• Problem
Among the items below, recast the lines from the one with "the side window" up to and including the one with "Target: side window" as a JSON list of strings, one string per line, leaving out blank lines.

• Listed entries

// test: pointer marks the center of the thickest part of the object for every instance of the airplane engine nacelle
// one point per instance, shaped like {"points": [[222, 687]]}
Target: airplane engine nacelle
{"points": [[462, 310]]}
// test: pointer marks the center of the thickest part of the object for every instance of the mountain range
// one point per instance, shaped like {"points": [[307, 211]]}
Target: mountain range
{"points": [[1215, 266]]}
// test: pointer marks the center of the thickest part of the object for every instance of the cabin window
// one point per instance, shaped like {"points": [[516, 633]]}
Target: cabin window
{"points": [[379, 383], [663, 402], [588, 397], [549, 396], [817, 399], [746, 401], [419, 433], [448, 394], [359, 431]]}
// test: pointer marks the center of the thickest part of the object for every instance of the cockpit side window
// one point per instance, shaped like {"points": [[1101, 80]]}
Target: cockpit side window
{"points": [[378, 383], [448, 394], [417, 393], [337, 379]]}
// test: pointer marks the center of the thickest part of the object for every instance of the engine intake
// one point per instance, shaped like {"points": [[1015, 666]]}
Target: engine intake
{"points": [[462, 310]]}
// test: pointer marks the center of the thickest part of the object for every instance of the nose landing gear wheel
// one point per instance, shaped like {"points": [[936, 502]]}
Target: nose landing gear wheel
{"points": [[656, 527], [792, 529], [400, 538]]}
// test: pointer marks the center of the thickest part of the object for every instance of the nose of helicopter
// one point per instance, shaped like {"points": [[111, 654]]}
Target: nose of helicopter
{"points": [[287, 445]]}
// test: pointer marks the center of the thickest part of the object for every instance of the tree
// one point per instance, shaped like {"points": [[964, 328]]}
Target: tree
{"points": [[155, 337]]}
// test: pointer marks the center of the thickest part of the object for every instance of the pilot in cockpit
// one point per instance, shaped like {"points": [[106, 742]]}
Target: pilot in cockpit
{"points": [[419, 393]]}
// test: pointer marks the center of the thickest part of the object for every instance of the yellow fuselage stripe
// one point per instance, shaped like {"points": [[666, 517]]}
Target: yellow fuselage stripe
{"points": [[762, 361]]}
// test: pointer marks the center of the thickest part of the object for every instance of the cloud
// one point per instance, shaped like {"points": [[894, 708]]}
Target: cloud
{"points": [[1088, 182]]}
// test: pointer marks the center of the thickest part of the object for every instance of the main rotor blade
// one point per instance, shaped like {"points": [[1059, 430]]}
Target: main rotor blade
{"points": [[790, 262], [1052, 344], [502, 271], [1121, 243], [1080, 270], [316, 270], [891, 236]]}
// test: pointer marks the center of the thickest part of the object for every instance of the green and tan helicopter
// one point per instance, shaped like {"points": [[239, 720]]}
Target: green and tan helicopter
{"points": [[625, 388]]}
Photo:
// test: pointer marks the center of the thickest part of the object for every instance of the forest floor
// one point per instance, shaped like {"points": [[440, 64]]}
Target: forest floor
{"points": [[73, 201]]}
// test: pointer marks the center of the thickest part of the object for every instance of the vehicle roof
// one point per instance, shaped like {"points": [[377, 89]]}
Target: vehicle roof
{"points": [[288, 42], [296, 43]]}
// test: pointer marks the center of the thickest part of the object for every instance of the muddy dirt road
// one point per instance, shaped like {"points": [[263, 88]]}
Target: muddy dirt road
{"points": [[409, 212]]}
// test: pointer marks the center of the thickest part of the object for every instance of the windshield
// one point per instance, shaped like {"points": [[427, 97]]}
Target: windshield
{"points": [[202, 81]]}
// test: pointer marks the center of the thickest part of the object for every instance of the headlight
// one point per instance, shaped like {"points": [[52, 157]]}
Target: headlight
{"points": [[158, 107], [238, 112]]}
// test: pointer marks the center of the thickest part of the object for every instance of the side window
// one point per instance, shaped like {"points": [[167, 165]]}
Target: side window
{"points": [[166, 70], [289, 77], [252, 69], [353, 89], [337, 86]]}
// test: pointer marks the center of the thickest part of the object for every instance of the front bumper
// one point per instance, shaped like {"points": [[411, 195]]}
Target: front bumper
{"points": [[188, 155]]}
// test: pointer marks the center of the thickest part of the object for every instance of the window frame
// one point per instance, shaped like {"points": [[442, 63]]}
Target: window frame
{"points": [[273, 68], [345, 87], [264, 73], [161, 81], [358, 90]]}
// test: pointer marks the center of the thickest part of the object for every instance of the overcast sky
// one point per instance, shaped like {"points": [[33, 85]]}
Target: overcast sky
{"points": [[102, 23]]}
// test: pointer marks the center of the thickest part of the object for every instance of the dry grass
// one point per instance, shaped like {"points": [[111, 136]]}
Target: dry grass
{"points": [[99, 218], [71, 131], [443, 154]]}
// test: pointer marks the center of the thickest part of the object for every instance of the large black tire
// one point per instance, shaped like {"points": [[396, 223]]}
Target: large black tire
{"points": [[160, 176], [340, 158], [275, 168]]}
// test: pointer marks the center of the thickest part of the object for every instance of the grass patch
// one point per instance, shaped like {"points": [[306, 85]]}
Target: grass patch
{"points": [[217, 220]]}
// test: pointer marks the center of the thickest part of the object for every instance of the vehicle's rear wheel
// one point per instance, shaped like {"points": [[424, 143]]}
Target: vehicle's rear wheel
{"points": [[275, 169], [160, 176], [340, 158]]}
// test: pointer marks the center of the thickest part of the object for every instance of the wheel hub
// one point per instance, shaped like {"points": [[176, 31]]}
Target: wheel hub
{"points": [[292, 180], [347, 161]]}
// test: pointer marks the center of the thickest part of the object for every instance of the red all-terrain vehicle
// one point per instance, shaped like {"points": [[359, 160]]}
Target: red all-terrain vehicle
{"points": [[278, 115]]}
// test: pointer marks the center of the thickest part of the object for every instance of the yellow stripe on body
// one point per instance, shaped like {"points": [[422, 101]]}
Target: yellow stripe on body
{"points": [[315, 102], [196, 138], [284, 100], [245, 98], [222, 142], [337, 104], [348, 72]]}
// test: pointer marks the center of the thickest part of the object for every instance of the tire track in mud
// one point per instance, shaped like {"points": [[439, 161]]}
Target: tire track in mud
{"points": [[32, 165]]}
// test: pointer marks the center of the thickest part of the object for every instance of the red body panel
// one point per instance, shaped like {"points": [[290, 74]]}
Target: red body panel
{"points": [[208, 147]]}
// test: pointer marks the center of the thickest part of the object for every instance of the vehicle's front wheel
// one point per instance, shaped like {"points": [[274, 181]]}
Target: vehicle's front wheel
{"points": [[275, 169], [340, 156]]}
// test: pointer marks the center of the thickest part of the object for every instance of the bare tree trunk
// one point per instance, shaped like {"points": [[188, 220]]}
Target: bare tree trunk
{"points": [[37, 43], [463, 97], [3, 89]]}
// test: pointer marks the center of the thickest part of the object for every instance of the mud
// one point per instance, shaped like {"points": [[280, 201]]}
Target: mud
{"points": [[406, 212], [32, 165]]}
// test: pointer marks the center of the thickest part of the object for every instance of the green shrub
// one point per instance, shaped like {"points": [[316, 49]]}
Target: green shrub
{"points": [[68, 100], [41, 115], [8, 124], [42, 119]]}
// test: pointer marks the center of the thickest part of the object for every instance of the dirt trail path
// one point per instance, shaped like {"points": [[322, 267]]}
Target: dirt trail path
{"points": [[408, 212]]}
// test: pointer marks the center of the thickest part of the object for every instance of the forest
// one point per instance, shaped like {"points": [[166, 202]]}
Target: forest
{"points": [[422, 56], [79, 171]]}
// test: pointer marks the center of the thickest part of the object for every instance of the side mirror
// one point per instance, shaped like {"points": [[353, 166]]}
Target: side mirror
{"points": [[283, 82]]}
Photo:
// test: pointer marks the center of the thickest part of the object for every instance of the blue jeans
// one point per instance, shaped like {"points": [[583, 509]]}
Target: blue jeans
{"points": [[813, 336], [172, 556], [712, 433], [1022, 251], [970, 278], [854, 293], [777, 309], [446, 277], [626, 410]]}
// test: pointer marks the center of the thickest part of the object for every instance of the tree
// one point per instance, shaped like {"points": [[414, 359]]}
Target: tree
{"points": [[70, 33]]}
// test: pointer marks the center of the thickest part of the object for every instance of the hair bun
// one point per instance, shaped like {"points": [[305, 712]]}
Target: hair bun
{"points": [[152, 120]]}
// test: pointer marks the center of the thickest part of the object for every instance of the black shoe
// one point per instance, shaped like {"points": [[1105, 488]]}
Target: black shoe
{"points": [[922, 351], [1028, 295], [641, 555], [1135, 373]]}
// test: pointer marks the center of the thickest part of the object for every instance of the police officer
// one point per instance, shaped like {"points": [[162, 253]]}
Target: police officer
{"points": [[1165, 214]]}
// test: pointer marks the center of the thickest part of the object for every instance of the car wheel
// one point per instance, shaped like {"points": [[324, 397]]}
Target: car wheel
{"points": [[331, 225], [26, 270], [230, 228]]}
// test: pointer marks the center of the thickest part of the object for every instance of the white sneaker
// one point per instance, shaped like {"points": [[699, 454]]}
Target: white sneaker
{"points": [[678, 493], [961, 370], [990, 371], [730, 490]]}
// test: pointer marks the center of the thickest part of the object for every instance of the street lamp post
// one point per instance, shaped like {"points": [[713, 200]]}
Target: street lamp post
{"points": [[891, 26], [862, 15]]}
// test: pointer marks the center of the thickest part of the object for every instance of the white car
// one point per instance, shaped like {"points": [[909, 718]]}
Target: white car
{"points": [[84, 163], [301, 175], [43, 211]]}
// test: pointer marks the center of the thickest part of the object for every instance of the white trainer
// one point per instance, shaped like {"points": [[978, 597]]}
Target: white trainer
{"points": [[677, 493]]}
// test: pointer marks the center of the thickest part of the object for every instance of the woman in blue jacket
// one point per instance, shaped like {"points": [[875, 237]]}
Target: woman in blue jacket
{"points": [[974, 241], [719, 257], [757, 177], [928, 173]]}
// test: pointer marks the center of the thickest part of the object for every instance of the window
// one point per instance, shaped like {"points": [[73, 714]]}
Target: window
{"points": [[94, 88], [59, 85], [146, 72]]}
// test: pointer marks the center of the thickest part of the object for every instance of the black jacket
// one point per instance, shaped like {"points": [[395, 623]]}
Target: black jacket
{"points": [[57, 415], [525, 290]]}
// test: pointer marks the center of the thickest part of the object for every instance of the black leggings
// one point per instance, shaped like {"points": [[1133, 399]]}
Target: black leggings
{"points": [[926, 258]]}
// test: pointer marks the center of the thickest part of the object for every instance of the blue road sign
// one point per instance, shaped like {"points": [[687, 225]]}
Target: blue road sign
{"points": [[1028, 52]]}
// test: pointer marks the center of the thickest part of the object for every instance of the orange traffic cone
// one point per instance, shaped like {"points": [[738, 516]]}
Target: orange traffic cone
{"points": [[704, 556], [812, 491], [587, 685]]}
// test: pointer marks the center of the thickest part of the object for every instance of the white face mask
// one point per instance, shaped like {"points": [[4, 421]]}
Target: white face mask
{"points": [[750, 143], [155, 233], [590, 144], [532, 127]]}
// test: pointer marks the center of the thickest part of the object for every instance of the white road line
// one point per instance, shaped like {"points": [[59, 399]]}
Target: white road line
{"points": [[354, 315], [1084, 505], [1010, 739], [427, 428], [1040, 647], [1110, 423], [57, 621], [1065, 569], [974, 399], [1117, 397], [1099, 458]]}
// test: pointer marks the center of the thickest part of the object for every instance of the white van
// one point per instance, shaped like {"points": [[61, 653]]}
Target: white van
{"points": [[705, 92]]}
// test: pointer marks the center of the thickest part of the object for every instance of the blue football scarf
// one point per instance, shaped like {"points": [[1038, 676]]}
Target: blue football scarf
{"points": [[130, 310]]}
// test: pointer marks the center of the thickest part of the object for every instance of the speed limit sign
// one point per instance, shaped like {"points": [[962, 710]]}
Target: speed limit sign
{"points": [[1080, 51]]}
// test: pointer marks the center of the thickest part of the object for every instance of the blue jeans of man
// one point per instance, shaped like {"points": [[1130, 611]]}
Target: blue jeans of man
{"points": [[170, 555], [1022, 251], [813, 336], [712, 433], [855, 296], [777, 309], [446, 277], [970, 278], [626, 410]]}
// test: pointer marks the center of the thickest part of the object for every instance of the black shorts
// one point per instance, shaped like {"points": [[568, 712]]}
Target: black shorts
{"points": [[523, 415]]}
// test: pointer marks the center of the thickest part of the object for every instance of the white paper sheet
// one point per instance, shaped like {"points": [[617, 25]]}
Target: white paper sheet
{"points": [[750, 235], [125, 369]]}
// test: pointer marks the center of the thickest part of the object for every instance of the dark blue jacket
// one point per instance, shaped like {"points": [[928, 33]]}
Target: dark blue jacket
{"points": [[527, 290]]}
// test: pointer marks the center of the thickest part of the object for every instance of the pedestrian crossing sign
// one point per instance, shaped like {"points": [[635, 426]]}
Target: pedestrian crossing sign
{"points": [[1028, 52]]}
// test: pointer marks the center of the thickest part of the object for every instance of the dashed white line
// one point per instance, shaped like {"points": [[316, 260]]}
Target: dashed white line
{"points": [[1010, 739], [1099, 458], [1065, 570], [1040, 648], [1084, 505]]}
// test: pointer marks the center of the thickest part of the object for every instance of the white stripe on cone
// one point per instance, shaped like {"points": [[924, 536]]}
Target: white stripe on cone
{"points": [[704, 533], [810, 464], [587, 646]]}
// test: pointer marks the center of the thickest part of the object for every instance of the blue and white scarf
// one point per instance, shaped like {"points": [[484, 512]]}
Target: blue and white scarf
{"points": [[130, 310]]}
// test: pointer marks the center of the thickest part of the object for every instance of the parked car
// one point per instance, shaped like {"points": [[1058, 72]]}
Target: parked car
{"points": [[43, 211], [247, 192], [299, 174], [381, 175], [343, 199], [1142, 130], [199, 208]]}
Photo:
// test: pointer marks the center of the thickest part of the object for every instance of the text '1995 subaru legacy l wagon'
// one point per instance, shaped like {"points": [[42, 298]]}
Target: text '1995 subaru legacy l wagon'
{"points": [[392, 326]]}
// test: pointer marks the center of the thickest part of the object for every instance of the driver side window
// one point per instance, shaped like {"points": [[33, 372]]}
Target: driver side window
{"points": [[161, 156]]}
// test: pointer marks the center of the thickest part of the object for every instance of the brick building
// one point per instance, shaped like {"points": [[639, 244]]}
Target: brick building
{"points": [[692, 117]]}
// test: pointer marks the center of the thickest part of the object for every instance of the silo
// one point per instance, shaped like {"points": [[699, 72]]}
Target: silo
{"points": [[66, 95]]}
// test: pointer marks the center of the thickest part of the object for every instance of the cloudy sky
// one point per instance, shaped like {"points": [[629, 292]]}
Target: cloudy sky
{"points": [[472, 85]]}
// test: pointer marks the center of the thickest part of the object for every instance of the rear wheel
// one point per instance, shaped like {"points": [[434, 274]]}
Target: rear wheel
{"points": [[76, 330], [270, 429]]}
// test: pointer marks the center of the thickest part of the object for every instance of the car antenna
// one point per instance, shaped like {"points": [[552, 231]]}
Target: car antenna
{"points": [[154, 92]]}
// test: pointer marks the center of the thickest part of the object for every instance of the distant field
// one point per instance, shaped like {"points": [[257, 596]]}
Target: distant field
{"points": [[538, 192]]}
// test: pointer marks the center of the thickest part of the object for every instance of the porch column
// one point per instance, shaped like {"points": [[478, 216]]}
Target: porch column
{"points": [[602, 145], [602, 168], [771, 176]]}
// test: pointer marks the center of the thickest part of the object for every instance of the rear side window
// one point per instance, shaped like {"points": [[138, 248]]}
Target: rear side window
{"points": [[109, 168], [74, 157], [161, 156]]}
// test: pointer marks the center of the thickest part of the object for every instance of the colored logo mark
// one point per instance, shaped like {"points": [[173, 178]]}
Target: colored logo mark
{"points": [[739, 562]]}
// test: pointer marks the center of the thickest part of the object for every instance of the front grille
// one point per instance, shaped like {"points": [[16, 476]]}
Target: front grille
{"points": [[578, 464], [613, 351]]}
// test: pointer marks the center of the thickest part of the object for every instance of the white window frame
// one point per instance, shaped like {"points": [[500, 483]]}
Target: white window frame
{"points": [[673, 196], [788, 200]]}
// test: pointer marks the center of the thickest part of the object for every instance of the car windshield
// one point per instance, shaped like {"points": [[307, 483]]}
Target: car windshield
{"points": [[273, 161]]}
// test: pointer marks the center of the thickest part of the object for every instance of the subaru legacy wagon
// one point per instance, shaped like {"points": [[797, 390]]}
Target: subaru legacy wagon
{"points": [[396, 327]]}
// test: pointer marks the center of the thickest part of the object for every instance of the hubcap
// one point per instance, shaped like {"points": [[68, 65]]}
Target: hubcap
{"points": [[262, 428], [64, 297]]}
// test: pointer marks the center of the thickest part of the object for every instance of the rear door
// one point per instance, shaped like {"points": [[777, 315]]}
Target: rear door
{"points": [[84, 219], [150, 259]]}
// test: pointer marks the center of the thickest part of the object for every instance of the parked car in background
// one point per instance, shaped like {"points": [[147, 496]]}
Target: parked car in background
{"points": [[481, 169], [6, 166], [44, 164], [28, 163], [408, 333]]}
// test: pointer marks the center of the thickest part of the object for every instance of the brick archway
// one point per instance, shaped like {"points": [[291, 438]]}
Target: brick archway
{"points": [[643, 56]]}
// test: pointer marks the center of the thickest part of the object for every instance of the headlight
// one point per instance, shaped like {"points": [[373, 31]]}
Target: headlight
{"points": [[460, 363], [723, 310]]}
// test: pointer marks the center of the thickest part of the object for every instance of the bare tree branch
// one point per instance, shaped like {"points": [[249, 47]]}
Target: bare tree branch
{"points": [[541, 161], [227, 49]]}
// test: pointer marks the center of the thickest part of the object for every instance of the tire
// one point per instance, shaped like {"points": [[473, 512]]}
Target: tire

• Exercise output
[
  "// test: pointer marks the center of the thickest part of the object for every instance of the side window",
  "// one point per instance, shaped like {\"points\": [[167, 165]]}",
  "Target: side window"
]